Output range, inclusive: from the line containing "Target — framed picture on wall" to the line containing "Target — nightstand". Restate those lines from the data below word for word and only those.
━━━━━ DATASET ━━━━━
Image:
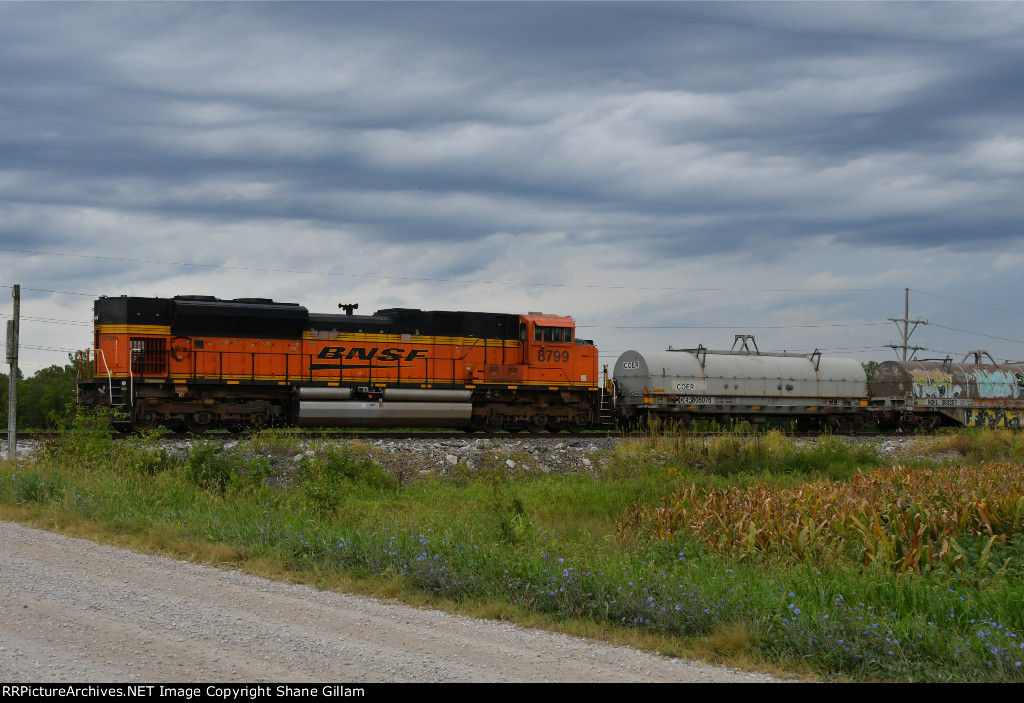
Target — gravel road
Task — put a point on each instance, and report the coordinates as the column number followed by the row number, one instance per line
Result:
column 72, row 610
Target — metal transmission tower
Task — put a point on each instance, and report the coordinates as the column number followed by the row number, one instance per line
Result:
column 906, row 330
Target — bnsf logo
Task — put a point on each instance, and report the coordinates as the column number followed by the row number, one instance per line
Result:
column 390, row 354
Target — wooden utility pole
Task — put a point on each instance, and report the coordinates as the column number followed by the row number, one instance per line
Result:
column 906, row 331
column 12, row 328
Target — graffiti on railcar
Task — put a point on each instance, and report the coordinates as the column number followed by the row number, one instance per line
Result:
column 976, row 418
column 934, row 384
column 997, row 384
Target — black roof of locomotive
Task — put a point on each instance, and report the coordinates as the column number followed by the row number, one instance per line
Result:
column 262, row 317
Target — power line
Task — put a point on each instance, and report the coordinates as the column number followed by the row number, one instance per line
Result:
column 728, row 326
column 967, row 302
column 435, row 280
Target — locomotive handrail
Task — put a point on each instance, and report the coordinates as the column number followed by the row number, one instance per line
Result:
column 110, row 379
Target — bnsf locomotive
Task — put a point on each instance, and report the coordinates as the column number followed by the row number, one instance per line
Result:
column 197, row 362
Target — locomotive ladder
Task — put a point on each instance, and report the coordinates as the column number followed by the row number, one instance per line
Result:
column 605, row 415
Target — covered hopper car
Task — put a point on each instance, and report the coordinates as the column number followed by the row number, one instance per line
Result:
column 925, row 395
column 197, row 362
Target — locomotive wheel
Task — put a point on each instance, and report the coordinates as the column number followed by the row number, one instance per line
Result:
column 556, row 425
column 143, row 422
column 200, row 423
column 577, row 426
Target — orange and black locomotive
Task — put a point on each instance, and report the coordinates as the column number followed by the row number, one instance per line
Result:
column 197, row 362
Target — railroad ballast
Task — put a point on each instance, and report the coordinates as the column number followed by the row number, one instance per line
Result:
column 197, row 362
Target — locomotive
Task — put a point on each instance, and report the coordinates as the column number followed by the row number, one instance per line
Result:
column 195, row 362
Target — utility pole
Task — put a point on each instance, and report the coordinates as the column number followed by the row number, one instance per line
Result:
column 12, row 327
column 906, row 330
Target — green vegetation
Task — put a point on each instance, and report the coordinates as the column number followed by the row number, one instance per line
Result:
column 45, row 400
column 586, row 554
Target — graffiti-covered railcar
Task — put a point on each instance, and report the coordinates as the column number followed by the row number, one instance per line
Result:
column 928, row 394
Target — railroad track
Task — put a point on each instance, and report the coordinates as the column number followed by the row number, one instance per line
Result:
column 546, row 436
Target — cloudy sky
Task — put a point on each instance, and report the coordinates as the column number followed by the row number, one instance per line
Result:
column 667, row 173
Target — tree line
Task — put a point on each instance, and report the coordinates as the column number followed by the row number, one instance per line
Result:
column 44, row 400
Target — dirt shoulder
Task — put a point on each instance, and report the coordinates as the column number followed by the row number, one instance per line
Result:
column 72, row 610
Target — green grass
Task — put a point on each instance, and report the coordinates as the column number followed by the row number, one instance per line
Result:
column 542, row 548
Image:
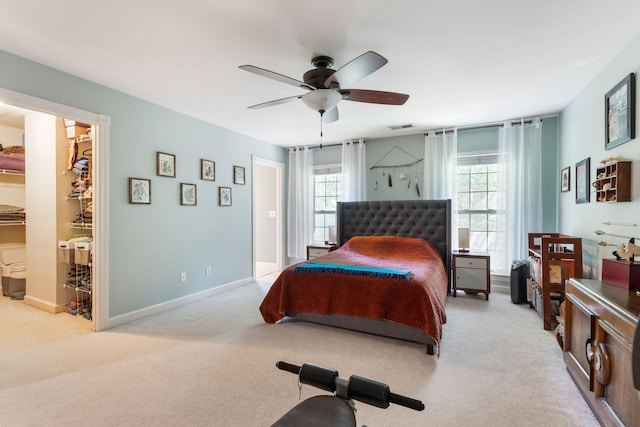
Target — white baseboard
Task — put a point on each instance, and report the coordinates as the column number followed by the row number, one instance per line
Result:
━━━━━
━━━━━ DATASET ━━━━━
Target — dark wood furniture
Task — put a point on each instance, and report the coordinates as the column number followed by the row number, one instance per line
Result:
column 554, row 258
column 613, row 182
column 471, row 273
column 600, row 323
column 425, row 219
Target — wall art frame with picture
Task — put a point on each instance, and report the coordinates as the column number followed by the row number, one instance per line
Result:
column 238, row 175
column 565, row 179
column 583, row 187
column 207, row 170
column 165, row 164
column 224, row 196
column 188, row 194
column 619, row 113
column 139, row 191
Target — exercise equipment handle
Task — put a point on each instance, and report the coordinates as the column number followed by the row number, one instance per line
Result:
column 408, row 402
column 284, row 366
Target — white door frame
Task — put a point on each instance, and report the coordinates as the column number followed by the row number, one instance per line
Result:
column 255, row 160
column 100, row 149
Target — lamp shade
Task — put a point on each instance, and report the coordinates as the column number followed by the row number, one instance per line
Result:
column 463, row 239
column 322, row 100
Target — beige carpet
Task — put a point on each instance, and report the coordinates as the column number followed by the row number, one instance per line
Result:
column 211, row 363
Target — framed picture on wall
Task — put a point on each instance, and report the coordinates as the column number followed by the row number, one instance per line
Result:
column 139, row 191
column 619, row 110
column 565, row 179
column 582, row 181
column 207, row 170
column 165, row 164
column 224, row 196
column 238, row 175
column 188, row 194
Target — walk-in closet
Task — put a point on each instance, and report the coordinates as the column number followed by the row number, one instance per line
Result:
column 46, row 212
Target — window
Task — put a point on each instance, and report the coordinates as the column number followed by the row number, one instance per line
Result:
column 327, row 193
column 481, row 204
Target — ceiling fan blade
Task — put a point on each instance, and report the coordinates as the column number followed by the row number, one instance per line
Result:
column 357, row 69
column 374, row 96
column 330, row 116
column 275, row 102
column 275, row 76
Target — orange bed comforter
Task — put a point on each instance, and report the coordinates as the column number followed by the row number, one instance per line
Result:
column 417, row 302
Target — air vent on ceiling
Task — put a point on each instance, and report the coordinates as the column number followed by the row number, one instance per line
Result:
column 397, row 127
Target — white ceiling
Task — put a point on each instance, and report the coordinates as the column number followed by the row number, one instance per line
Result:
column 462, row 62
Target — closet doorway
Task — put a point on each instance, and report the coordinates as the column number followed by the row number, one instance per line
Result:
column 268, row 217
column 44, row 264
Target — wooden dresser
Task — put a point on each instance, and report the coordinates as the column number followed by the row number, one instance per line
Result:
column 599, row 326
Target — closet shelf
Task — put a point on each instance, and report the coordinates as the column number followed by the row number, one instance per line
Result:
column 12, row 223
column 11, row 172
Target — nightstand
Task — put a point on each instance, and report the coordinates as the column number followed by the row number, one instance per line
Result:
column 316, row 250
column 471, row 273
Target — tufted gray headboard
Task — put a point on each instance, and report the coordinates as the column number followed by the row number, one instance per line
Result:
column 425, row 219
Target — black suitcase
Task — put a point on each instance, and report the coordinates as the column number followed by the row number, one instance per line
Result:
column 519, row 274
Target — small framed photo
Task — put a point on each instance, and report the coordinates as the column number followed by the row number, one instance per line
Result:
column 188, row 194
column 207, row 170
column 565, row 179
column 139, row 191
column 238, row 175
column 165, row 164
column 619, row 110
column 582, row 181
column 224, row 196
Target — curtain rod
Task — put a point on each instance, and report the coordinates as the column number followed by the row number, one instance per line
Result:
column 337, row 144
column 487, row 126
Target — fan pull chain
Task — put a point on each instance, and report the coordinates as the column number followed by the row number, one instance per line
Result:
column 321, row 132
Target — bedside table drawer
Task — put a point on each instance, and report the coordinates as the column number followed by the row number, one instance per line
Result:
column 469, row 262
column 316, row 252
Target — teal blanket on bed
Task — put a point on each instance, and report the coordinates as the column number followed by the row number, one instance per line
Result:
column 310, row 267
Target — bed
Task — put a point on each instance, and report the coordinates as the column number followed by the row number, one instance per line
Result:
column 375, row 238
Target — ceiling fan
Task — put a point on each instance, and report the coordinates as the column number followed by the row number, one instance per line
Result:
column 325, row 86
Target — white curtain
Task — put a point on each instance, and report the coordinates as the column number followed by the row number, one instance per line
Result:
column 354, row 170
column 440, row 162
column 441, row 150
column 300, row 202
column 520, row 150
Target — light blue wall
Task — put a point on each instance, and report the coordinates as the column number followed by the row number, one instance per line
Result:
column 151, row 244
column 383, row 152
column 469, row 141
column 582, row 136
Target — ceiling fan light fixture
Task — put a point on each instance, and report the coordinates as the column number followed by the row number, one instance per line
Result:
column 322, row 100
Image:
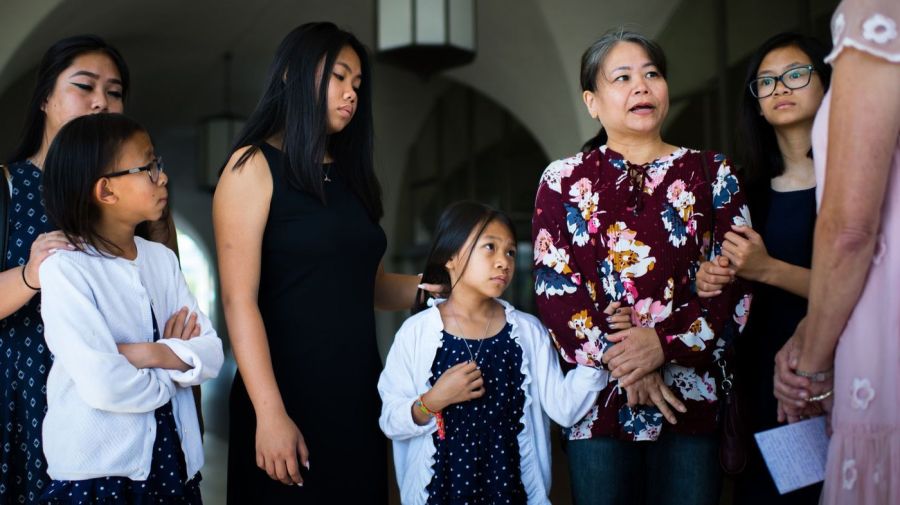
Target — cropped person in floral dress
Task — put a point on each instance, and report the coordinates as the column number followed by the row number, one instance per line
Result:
━━━━━
━━━━━ DATASET ━━━━━
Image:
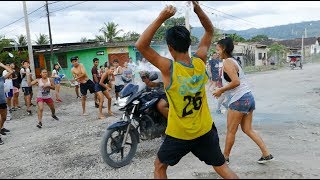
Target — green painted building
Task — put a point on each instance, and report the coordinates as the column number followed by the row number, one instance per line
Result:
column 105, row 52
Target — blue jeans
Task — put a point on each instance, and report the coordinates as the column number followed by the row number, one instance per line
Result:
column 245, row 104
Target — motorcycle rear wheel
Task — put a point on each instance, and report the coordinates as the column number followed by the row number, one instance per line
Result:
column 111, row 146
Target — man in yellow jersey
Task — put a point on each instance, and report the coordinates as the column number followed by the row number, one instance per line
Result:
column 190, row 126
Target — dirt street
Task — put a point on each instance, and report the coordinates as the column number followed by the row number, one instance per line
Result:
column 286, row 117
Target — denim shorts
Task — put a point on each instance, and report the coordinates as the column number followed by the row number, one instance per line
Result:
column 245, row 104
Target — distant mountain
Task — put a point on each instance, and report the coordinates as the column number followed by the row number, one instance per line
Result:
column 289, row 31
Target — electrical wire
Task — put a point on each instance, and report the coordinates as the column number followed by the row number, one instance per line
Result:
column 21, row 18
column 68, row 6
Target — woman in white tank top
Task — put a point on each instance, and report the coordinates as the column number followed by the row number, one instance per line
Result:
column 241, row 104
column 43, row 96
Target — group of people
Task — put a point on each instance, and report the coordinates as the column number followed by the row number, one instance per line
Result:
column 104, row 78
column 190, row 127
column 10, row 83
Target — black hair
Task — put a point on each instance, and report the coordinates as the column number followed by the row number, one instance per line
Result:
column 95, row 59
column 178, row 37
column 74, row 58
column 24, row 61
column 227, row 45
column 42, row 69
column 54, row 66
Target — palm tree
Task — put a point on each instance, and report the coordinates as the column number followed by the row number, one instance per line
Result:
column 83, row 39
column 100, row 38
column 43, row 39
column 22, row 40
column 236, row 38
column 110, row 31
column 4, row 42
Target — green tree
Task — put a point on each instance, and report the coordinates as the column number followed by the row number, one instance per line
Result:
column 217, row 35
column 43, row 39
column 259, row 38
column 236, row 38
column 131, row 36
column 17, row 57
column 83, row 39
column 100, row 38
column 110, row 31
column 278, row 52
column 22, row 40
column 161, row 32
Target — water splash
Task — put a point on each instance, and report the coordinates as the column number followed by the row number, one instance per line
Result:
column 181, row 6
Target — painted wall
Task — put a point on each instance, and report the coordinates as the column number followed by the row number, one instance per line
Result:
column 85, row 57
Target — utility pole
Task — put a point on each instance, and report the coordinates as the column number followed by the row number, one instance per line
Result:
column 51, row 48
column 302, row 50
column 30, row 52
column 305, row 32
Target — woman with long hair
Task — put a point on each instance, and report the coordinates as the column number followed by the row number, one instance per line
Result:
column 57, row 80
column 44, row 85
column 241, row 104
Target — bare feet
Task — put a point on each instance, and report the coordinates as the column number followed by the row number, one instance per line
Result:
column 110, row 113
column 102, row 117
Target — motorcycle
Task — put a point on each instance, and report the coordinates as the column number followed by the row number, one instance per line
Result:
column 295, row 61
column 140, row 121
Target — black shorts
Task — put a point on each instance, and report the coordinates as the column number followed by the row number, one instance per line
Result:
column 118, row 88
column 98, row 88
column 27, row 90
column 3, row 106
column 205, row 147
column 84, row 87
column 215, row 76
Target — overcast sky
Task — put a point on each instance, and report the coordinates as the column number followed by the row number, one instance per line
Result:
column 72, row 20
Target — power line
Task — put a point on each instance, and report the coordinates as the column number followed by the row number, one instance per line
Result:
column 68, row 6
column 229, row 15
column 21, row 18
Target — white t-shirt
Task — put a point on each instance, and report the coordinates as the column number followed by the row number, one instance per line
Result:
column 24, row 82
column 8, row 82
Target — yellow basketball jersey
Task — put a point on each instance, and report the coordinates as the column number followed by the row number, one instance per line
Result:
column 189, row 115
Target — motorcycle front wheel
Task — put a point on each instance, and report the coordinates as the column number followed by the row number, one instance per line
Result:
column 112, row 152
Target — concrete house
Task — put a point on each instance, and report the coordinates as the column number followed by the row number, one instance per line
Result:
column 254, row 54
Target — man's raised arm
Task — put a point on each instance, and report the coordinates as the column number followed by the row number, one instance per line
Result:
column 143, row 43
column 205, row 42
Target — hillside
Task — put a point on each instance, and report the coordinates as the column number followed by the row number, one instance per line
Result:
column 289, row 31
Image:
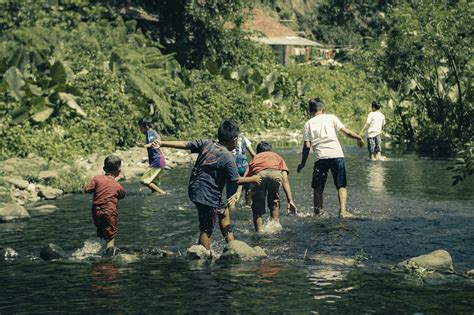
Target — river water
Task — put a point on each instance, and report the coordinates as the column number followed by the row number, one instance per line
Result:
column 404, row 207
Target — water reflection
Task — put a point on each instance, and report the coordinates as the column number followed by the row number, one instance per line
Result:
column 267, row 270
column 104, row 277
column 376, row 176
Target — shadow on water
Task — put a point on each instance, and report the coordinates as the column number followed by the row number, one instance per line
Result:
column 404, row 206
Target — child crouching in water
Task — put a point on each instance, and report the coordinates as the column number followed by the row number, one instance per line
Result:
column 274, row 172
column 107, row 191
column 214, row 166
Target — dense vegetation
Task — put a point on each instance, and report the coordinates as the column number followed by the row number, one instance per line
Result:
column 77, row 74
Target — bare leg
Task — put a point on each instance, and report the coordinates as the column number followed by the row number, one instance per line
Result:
━━━━━
_WORKED SOLUTION:_
Target — framed picture on wall
Task — put a point on each instance, and report the coordinates as the column number followed by the row number, one instance per line
Result:
column 139, row 191
column 619, row 110
column 565, row 179
column 582, row 181
column 207, row 170
column 165, row 164
column 224, row 196
column 238, row 175
column 188, row 194
Target — walk-in closet
Task — put a point on each instance, and report the coordinates as the column number followed by the row number, one instance per line
Result:
column 46, row 212
Target — window
Task — put a point on each instance, and report the coordinates as the column number followed by the row number, one instance per line
Result:
column 327, row 193
column 481, row 204
Target — ceiling fan blade
Task — put a point on each instance, and report the coordinates as the column number followed by the row number, one instance per line
Result:
column 357, row 69
column 374, row 96
column 330, row 116
column 275, row 102
column 275, row 76
Target — orange bed comforter
Task — put a point on each instance, and report the coordinates as the column number followed by the row number, one instance per line
Result:
column 417, row 302
Target — air vent on ceiling
Task — put a point on each instance, and report the coordinates as the column number followed by the row number, one instance per line
Result:
column 397, row 127
Target — white ceiling
Task — put a point on each instance, and report the coordinates as the column number followed by the row number, one instance per line
Result:
column 462, row 62
Target — closet doorway
Task — put a point on each instance, and report the coordinates as the column number followed by the row number, one instance per line
Result:
column 268, row 217
column 44, row 264
Target — wooden dresser
Task — put a point on each instance, and report the coordinates as the column number followed by the row number, one instance per line
Result:
column 599, row 326
Target — closet shelf
Task — put a point on each instance, and report the coordinates as the column number followed by the row number, one instance per line
Result:
column 12, row 223
column 11, row 172
Target — nightstand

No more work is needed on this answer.